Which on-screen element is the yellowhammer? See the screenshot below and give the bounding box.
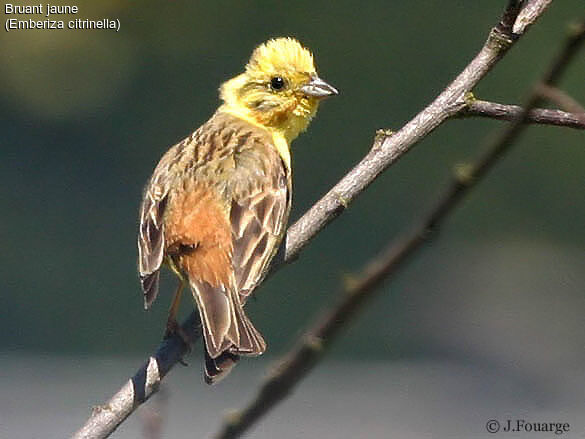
[138,38,337,383]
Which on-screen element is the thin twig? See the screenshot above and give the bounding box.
[538,85,585,112]
[73,0,551,439]
[457,97,585,130]
[215,17,585,439]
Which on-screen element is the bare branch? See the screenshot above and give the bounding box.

┄┄┄┄┄┄

Lay out every line of the items above as a Markdown table with the columns "No." and "Text," numbering each row and skipping blank lines. Leave the pictures out.

| No. | Text |
|---|---|
| 1 | Which on-screen element is the yellowhammer? See the screenshot below and give the bounding box. |
| 2 | [138,38,337,383] |
| 3 | Which on-screen element is the thin twig? See the screenshot above and give the bounding box. |
| 4 | [538,85,585,112] |
| 5 | [73,0,551,439] |
| 6 | [457,97,585,130] |
| 7 | [215,17,585,439] |
| 8 | Which on-screen element is the bare branch? See the screenshot above and give the bounding box. |